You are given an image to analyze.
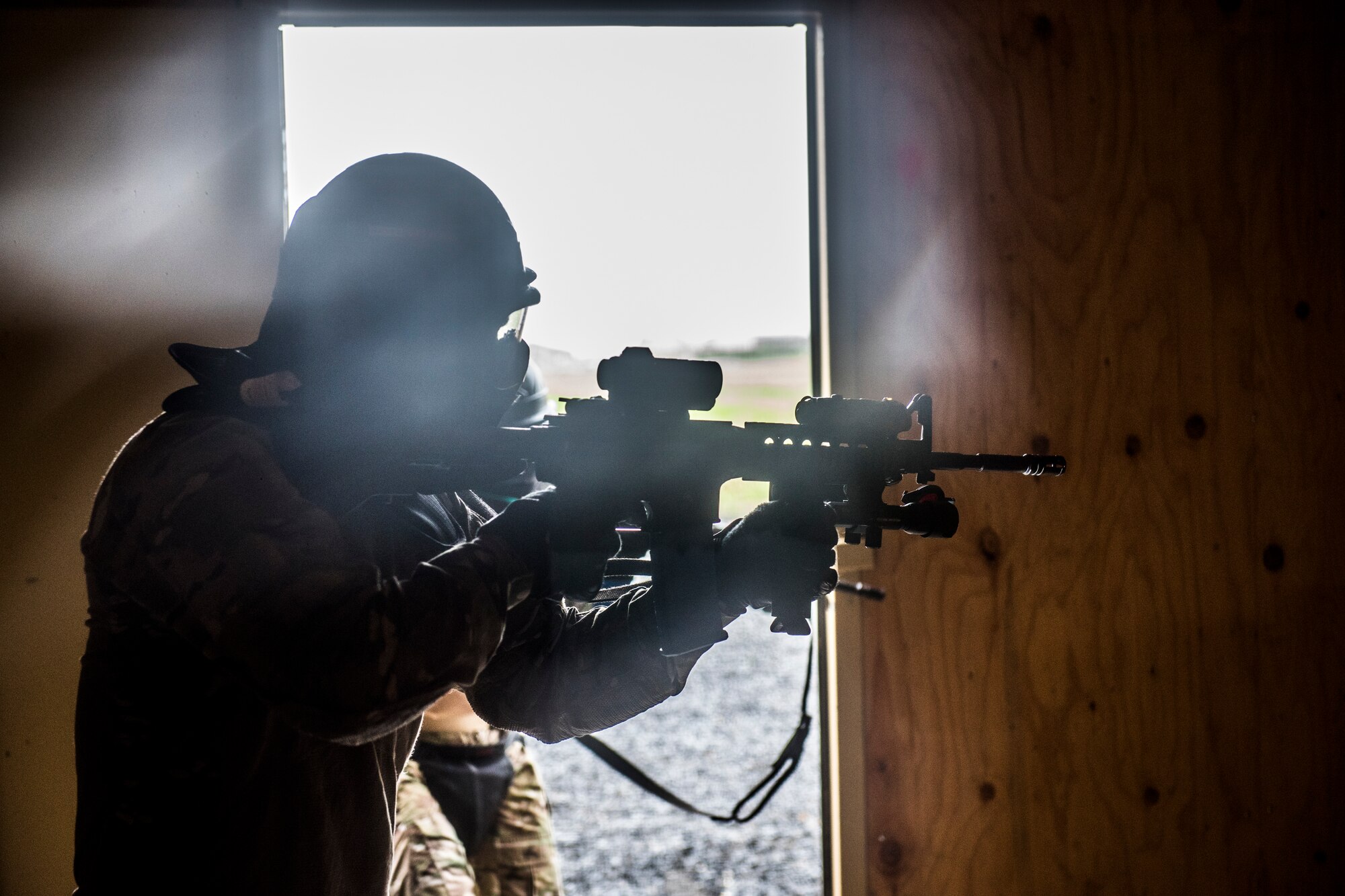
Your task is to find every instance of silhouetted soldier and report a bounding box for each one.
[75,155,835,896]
· · · ·
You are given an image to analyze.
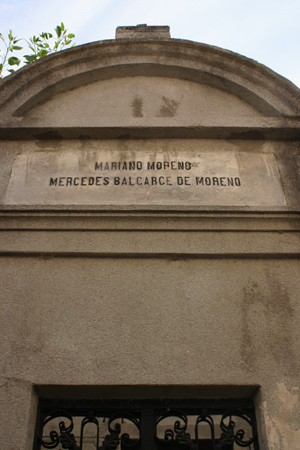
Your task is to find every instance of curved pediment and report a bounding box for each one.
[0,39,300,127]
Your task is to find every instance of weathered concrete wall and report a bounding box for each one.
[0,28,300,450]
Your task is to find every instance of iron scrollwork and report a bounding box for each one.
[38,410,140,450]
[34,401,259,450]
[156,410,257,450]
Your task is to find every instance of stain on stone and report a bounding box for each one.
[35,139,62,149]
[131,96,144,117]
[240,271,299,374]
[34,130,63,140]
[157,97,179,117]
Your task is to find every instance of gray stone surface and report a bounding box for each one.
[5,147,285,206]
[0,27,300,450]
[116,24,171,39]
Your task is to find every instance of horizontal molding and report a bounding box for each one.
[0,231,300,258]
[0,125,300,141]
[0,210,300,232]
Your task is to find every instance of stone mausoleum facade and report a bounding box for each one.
· · · ·
Problème court:
Recopiez à l'identique les lignes du matériel, en partant de celle qui contient "Your task is to find every instance of gray" et en allant jusqu'à celle qui contient "[0,210,300,232]", ces deux lignes comprises.

Sortie complète:
Your task is to find every instance of gray stone surface and report a bounding box for each one.
[5,147,285,206]
[0,27,300,450]
[116,24,171,39]
Your task is to find every instance of horizontal molding and report a bounding box for each one.
[0,231,300,258]
[0,125,300,141]
[0,210,300,232]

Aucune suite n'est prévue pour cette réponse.